Exercise set
1) Quote the interview on rogue planets word for word, everything from "Farha Guerrero: Now" down to "at one point.".
2) Write out all the records again, requests included, with -143 added to every number in the pixel coordinates. Leave the pictures out.

Extract to read
____

Reading Starlight: In Conversation with Michelle Kunimoto - Part II
Interview with Michelle Kunimoto
The Blue Hour — CiTR 101.9 FM
Recorded live in studio at CiTR 101.9 FM at the AMS Nest, University of British Columbia.
Listen to the interview on CiTR
The Blue Hour airs live every Tuesday at 2 p.m. on CiTR 101.9 FM and citr.ca.
Transcript lightly edited for clarity while preserving the natural rhythm of the live conversation.
Read Part I — Reading Starlight.
Transcript
Farha Guerrero: And I can’t help myself with jumping right into the idea of rogue planets because that’s something very TESS — if I’m not mistaken?
Michelle Kunimoto: Well, so I believe my team are the only people in the world who have actually done a rogue planet search with TESS.
It’s a very new idea because TESS was never designed to search for rogue planets.
But there’s going to be a mission launching later this year, the Nancy Grace Roman Space Telescope. It’s the next flagship mission out of NASA, and searching for rogue planets is going to be a really big goal of that.
And so I had an idea with a few collaborators a few years ago to use TESS as a precursor to Roman to understand how to design rogue planet searches with space-based telescopes.
Farha Guerrero: Now you’ve got to define what rogue planets are because I was very excited when I was listening to you talk about rogue planets in one of your lectures,— and there’s an acronym too, FFP.
Michelle Kunimoto: So rogue planets are also called free-floating planets, and those are those planets that don’t orbit any star that I mentioned earlier.
So depending on your definition of exoplanet, they are not exoplanets because they don’t orbit another star. I personally consider them exoplanets, but not everybody agrees.
Farha Guerrero: Why do you consider them exoplanets?
Michelle Kunimoto: Because their origins are probably consistent with having been exoplanets at one point.
So there are kind of these two major origin scenarios for how rogue planets can exist.
And one of them is that they originated in a planetary system like other exoplanets, like our own system. But then in the early days of planet formation, it was much more chaotic. You had planets crashing into each other. You had them scattering. You had all sorts of things, and they might have been ejected from their system, so that they’re now no longer gravitationally bound to any star.
So because they were at some point an exoplanet, I don’t know, I feel like...
Farha Guerrero: You’re acknowledging what you believe is their origin.
Michelle Kunimoto: Yeah. But then there’s another class of these rogue planets — some of the bigger ones might have just been something that was starting to form into a star but never got quite massive enough to reach the phase of nuclear fusion.
So it was kind of like a failed star, so it remains this planetary mass object.
So in that respect, I kind of see not calling that an exoplanet. But as long as it’s a planetary mass object, I consider it an exoplanet.

____

Provided material
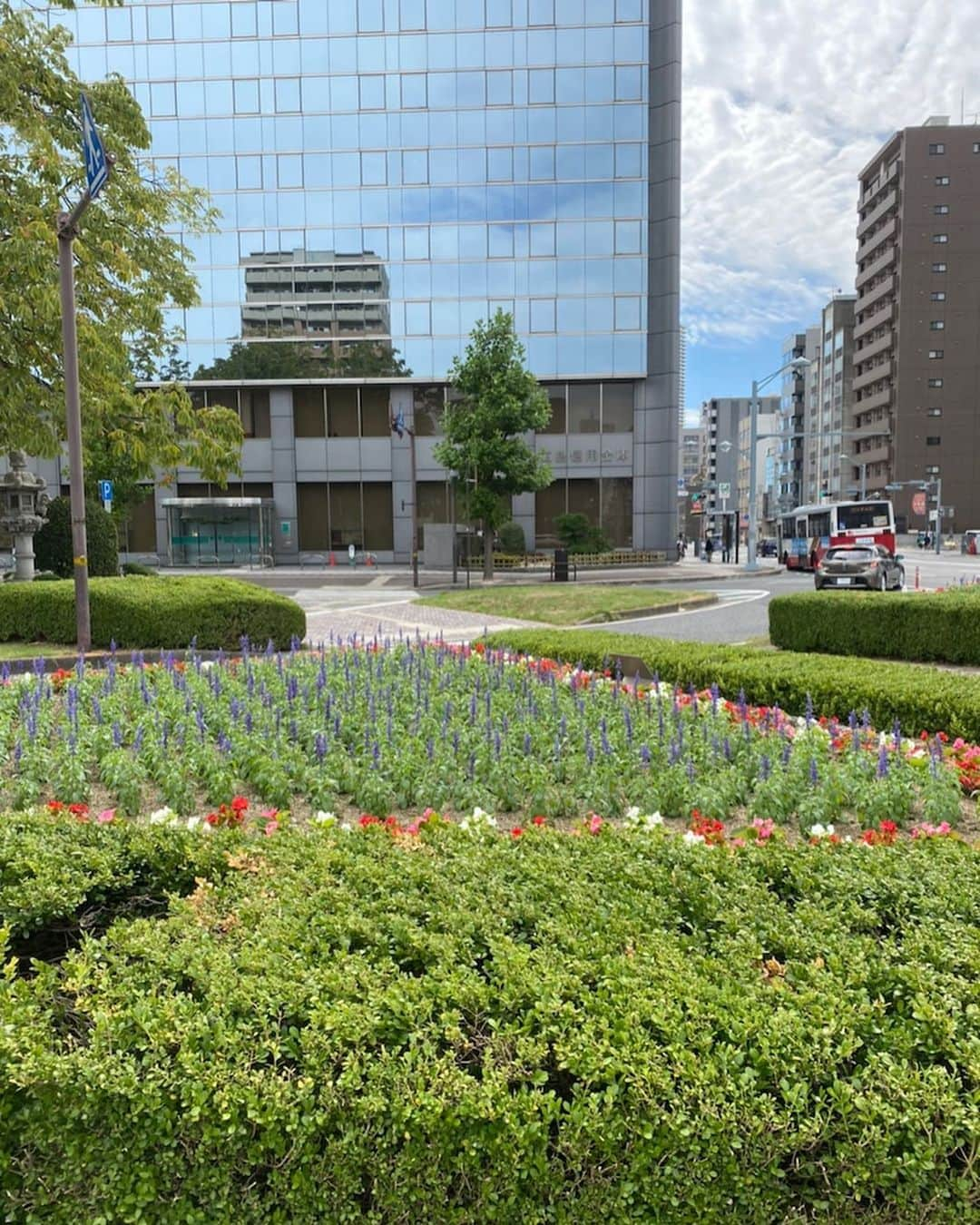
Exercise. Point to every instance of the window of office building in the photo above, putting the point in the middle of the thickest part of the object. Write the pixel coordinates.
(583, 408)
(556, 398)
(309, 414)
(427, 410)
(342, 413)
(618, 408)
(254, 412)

____

Per-task answers
1)
Farha Guerrero: Now you’ve got to define what rogue planets are because I was very excited when I was listening to you talk about rogue planets in one of your lectures,— and there’s an acronym too, FFP.
Michelle Kunimoto: So rogue planets are also called free-floating planets, and those are those planets that don’t orbit any star that I mentioned earlier.
So depending on your definition of exoplanet, they are not exoplanets because they don’t orbit another star. I personally consider them exoplanets, but not everybody agrees.
Farha Guerrero: Why do you consider them exoplanets?
Michelle Kunimoto: Because their origins are probably consistent with having been exoplanets at one point.

2)
Exercise. Point to every instance of the window of office building in the photo above, putting the point in the middle of the thickest part of the object. Write the pixel coordinates.
(440, 265)
(413, 255)
(166, 271)
(284, 267)
(199, 270)
(475, 265)
(111, 269)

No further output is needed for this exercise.